[Stored data]
[Start of section]

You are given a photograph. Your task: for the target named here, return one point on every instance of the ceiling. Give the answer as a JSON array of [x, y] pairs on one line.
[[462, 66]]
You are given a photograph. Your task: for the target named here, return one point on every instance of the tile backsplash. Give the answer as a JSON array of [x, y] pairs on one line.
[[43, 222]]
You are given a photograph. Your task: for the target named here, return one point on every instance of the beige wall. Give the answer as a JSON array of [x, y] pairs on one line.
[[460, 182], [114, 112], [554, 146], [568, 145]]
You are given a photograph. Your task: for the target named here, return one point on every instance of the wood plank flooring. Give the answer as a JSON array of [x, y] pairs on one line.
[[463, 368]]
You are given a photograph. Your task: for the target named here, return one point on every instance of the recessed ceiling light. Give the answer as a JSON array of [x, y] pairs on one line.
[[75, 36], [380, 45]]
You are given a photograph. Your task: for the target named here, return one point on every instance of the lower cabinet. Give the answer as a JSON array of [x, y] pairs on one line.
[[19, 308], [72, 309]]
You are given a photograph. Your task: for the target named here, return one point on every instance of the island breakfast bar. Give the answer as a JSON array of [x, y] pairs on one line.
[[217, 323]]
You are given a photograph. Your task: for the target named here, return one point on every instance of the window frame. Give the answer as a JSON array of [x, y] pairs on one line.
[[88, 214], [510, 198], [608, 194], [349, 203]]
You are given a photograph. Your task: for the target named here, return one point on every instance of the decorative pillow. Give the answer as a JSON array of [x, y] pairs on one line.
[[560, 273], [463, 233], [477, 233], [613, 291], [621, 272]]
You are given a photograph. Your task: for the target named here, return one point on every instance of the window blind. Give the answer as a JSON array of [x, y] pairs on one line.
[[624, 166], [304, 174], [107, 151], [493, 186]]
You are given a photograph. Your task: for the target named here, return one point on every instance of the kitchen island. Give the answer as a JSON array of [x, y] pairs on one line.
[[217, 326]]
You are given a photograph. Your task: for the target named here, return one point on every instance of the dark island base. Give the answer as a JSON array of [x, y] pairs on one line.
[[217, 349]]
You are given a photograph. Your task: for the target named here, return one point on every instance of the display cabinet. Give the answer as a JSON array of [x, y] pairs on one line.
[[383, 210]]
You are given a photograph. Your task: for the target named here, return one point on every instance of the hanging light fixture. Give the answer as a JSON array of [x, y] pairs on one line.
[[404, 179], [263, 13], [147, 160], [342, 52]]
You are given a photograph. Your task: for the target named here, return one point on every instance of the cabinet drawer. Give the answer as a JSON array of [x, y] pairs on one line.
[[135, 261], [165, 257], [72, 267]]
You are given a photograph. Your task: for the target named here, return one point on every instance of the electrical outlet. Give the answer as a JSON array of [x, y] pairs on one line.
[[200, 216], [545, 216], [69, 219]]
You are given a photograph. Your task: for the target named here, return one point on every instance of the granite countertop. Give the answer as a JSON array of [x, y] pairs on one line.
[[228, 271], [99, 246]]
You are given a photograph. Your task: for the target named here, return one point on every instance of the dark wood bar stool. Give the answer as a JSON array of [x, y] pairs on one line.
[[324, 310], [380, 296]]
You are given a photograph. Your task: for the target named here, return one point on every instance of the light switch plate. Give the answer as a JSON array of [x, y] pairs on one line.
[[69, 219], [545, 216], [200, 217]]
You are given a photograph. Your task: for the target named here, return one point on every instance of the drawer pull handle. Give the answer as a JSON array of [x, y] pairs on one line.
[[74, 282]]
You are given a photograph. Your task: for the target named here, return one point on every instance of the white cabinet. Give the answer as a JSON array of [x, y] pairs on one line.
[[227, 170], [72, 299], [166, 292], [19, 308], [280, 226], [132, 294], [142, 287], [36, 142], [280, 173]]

[End of section]

TASK STATEMENT —
Set down exactly the line with "of the light" and each line after it up to the end of the records, adding nothing.

RESPONSE BELOW —
You are given a photograph. Your task: for the target named here, return one point on every instance of the light switch plate. Give the answer as a JSON array of [x, y] pairs on one line.
[[69, 219], [545, 216], [200, 217]]
You are given a photograph. Your task: for the target named here, return one point on every instance of the drawer pull handle. Give the answer as a JSON array of [x, y] pairs on one line.
[[74, 282]]
You are given a photograph. Your task: for the target named here, return one point on every instance of the white cabinet. Give the answer as a JSON array of [x, y] pairs on one line.
[[227, 170], [72, 299], [166, 292], [19, 308], [280, 226], [132, 294], [142, 287], [36, 142], [280, 173]]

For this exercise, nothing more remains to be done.